#### WHAT NEEDS TO BE DONE
Restate word for word the lines beginning with the one that contains "Query: clear blue sky" and ending at the bottom of the records below, both included.
------ SUPPLIED RECORDS ------
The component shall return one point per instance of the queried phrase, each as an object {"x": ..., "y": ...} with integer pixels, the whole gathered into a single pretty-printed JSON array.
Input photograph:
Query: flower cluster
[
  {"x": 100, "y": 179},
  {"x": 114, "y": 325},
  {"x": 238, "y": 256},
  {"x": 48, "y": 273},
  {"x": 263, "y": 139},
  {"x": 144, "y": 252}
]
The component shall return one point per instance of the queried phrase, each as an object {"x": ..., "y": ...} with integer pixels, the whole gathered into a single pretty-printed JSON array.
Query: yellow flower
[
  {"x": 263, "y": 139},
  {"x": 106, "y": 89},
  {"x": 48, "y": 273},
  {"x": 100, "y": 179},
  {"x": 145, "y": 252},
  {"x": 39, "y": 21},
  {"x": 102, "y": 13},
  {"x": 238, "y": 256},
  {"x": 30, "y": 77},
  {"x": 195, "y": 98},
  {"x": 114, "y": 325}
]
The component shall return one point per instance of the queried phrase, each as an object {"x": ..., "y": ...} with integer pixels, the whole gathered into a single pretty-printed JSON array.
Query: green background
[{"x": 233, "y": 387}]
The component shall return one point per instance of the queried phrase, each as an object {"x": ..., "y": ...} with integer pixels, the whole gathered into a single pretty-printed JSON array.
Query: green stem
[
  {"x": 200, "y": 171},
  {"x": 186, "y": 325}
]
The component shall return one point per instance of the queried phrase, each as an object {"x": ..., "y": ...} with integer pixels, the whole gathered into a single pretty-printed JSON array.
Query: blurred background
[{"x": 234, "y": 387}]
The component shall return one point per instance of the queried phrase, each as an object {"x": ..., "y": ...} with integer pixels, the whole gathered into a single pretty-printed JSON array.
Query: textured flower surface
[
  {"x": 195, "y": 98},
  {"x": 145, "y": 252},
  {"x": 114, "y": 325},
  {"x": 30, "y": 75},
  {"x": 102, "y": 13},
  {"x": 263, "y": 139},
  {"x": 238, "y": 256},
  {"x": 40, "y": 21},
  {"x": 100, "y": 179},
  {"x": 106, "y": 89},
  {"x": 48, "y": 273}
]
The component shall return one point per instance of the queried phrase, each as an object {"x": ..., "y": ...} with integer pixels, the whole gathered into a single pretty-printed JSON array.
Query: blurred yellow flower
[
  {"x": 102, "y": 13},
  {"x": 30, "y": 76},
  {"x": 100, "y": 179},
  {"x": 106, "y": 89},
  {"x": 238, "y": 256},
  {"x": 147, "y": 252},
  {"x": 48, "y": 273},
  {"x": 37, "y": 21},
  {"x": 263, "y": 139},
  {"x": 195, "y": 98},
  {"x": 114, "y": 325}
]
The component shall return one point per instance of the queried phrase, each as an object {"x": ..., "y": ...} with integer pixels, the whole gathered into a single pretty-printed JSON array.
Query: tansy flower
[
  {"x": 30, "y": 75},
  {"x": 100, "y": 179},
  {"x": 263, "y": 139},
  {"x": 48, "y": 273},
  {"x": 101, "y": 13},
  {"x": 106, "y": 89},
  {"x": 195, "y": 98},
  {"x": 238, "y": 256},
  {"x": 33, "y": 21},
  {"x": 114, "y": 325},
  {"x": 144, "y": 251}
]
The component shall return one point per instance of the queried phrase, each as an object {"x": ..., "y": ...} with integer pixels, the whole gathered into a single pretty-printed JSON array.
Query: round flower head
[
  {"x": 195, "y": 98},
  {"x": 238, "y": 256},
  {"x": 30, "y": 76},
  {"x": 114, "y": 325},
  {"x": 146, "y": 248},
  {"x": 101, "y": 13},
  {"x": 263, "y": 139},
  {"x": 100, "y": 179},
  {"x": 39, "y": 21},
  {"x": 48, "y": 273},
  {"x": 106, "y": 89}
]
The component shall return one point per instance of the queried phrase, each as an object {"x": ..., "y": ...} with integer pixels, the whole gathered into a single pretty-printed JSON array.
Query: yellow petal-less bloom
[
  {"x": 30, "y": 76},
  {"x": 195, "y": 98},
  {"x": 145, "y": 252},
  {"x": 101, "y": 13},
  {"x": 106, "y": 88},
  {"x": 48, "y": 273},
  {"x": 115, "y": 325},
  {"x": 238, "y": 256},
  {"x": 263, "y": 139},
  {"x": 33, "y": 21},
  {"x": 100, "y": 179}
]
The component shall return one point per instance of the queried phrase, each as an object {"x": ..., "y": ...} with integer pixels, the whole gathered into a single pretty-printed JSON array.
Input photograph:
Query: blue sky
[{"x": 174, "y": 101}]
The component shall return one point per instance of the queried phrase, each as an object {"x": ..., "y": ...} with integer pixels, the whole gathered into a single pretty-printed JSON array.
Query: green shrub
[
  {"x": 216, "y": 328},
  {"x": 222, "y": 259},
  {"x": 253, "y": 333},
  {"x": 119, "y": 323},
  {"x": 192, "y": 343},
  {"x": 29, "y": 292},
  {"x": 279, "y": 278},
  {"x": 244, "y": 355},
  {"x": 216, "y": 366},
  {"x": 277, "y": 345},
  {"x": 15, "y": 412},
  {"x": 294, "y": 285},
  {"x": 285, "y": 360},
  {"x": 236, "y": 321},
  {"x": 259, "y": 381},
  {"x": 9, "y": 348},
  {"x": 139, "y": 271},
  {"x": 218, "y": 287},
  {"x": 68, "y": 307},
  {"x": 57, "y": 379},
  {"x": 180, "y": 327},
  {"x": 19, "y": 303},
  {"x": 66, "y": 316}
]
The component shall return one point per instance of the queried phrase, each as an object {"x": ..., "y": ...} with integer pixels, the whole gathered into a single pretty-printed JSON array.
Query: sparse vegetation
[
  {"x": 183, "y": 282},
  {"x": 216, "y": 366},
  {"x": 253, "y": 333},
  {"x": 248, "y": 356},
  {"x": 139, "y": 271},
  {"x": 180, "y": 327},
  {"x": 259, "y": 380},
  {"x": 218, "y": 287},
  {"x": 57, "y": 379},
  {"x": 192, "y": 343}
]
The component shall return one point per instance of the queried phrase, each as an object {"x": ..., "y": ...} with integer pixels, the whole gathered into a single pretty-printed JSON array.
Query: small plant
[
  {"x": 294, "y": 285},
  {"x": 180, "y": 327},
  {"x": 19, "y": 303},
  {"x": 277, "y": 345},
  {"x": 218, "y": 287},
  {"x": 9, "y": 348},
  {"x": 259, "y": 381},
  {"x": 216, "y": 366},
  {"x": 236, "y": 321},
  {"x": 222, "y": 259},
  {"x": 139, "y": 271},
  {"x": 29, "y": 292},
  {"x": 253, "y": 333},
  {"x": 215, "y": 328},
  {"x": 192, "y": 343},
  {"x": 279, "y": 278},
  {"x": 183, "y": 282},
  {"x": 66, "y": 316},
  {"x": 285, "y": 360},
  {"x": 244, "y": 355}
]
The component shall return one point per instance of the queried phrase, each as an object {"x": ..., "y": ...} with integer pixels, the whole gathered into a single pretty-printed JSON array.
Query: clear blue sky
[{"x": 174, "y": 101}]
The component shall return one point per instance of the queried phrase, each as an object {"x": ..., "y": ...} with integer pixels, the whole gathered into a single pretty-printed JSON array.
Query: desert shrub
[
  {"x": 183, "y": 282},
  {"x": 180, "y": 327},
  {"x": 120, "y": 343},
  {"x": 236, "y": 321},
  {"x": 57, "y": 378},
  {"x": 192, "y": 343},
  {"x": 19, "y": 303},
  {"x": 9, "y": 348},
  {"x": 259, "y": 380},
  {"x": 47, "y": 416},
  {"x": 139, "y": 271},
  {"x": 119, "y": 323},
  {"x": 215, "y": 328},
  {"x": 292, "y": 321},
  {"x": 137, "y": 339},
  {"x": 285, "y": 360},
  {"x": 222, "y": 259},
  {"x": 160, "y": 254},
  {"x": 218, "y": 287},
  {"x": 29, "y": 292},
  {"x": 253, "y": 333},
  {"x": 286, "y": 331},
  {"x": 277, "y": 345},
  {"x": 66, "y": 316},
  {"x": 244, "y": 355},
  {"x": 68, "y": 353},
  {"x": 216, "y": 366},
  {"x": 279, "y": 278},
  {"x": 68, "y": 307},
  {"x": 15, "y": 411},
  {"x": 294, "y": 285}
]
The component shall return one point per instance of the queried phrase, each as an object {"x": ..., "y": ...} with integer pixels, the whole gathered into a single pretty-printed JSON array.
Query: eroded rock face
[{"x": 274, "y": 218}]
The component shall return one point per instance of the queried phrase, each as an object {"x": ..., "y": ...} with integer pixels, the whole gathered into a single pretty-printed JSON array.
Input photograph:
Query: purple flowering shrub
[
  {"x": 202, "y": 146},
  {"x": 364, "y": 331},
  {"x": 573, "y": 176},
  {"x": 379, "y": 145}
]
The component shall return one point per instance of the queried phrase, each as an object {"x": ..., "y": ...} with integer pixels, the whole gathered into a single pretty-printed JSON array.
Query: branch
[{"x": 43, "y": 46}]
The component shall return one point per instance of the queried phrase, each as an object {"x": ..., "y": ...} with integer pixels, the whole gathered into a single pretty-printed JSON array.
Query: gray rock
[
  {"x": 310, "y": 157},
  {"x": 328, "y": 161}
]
------
#### RESPONSE TO THIS EXERCISE
Query: clear blue sky
[{"x": 174, "y": 101}]
The component shall return one point per instance of the queried phrase, each as an object {"x": ..., "y": ...} with integer pixels, the whole gathered into a single pretty-printed JSON array.
Query: desert shrub
[
  {"x": 183, "y": 282},
  {"x": 180, "y": 327},
  {"x": 120, "y": 343},
  {"x": 236, "y": 321},
  {"x": 57, "y": 378},
  {"x": 192, "y": 343},
  {"x": 19, "y": 303},
  {"x": 9, "y": 348},
  {"x": 259, "y": 380},
  {"x": 47, "y": 416},
  {"x": 139, "y": 271},
  {"x": 119, "y": 323},
  {"x": 215, "y": 328},
  {"x": 292, "y": 321},
  {"x": 137, "y": 339},
  {"x": 285, "y": 360},
  {"x": 222, "y": 259},
  {"x": 160, "y": 254},
  {"x": 218, "y": 287},
  {"x": 29, "y": 292},
  {"x": 253, "y": 333},
  {"x": 286, "y": 331},
  {"x": 277, "y": 345},
  {"x": 66, "y": 316},
  {"x": 244, "y": 355},
  {"x": 68, "y": 353},
  {"x": 216, "y": 366},
  {"x": 279, "y": 278},
  {"x": 68, "y": 307},
  {"x": 15, "y": 411},
  {"x": 294, "y": 285}
]
The component shall return one point per instance of the queried phrase, each as an object {"x": ..., "y": ...} with integer pixels, the whole gathered into a single pretty-printed JSON array.
Query: eroded rock face
[{"x": 274, "y": 218}]
The component shall return one point per instance of the queried phrase, each as an object {"x": ..., "y": ...} with integer pixels, the whole gathered into a single pretty-printed JSON array.
Input photograph:
Query: purple flowering shrub
[
  {"x": 202, "y": 146},
  {"x": 364, "y": 331},
  {"x": 573, "y": 176},
  {"x": 379, "y": 145}
]
The component shall return one point per instance of the queried phrase, each as an object {"x": ..., "y": ...} with integer pixels, the whole gathered into a single pretty-printed JSON array.
Query: branch
[{"x": 43, "y": 46}]
The component shall return one point per instance of the queried phrase, each as an object {"x": ..., "y": ...} with integer pixels, the whole gathered into a single pretty-printed JSON array.
Query: gray rock
[
  {"x": 310, "y": 157},
  {"x": 328, "y": 161}
]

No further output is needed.